Exercise description:
Pick out each row below that contains the word "green" and copy those rows in full.

— start Input records —

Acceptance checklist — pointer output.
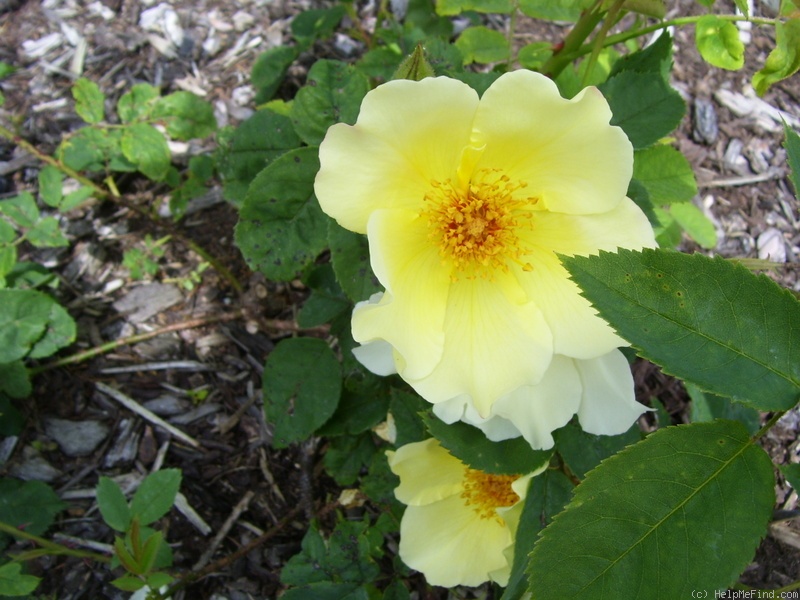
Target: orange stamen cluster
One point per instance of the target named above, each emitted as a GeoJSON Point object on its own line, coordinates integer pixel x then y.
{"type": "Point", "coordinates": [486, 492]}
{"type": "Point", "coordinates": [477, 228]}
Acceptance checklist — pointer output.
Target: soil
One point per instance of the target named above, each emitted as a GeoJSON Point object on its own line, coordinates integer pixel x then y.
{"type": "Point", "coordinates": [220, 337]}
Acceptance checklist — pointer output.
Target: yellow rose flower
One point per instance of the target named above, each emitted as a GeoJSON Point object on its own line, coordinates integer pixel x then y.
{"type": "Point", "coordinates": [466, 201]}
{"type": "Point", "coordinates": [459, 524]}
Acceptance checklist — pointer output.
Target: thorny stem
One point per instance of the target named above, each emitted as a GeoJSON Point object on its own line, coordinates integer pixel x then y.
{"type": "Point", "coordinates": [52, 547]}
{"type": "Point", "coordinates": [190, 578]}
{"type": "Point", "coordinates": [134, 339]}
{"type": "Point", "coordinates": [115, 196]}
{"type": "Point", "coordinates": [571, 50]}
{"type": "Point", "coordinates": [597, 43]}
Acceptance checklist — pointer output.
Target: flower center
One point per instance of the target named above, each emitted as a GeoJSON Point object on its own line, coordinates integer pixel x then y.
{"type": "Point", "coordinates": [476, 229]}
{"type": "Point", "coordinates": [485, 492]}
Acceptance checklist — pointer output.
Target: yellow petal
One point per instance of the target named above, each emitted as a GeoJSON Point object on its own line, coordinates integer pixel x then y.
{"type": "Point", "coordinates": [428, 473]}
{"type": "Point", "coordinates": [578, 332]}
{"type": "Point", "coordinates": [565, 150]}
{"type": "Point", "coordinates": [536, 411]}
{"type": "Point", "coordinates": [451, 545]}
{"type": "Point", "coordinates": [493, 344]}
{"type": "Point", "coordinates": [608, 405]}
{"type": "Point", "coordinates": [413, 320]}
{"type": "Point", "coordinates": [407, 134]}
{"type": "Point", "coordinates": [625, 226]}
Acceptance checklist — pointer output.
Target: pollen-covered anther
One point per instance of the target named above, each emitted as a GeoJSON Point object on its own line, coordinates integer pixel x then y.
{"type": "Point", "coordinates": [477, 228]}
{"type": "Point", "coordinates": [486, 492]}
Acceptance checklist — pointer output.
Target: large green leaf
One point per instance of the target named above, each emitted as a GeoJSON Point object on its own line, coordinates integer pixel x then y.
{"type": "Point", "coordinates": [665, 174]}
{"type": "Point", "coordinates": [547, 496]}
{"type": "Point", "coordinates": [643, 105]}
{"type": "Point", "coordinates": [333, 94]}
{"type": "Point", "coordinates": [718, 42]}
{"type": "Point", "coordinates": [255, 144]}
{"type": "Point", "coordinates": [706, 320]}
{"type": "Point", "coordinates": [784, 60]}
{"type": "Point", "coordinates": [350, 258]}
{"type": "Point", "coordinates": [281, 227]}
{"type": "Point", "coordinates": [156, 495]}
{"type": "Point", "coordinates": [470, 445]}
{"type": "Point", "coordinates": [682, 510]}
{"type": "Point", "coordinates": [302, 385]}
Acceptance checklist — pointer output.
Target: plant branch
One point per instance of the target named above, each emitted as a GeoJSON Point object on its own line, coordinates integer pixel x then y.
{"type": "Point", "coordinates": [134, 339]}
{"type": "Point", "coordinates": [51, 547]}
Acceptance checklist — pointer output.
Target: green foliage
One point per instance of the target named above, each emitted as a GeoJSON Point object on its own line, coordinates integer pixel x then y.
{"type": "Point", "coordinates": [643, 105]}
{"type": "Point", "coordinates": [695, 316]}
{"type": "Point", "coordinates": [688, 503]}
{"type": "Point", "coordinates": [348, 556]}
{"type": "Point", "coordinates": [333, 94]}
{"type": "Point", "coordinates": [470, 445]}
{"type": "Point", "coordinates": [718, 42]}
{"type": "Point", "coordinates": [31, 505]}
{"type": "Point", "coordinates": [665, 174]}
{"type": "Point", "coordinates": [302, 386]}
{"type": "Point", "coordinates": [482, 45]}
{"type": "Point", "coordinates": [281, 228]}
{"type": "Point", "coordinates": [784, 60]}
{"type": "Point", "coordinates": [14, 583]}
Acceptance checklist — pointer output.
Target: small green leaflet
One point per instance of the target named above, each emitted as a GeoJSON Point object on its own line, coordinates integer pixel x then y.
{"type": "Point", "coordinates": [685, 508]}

— end Input records —
— start Input records —

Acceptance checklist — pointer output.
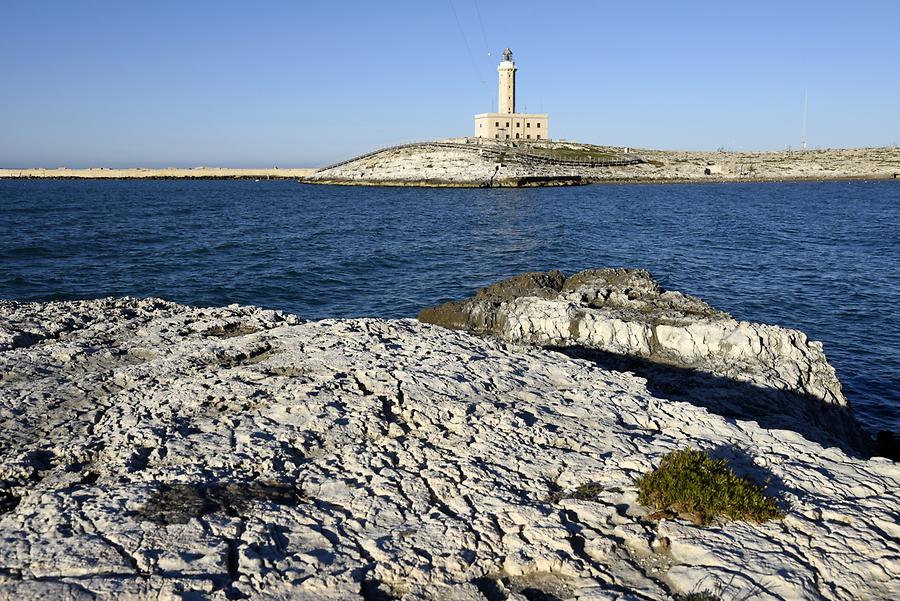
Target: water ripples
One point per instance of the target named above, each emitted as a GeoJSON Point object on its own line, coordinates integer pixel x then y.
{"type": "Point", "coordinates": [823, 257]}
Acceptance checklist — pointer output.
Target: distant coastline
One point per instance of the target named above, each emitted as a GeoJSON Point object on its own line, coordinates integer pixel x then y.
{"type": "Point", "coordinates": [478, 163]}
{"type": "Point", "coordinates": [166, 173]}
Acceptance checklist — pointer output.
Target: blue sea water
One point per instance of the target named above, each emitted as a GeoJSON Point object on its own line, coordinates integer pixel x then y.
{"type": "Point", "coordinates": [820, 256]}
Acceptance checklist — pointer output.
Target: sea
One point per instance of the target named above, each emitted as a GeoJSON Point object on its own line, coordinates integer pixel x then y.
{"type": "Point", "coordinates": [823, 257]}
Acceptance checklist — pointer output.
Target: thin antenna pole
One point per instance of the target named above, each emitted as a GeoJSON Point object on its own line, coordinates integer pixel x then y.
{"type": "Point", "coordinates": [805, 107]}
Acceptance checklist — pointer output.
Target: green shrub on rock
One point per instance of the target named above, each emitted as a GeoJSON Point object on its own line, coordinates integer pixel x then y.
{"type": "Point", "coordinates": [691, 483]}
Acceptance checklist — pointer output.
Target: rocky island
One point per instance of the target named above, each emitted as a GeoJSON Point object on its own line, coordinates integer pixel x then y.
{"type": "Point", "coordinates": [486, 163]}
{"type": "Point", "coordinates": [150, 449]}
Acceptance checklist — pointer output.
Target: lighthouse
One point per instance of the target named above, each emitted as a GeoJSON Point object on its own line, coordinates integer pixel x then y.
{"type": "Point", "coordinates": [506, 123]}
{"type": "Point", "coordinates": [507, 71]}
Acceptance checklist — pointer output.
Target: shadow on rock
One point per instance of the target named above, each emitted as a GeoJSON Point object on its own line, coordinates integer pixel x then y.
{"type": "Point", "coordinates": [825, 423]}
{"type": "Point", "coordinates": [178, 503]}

— end Input records —

Reply to the task:
Target: large green leaf
Target: green foliage
Target: small green leaflet
Target: green shrub on rock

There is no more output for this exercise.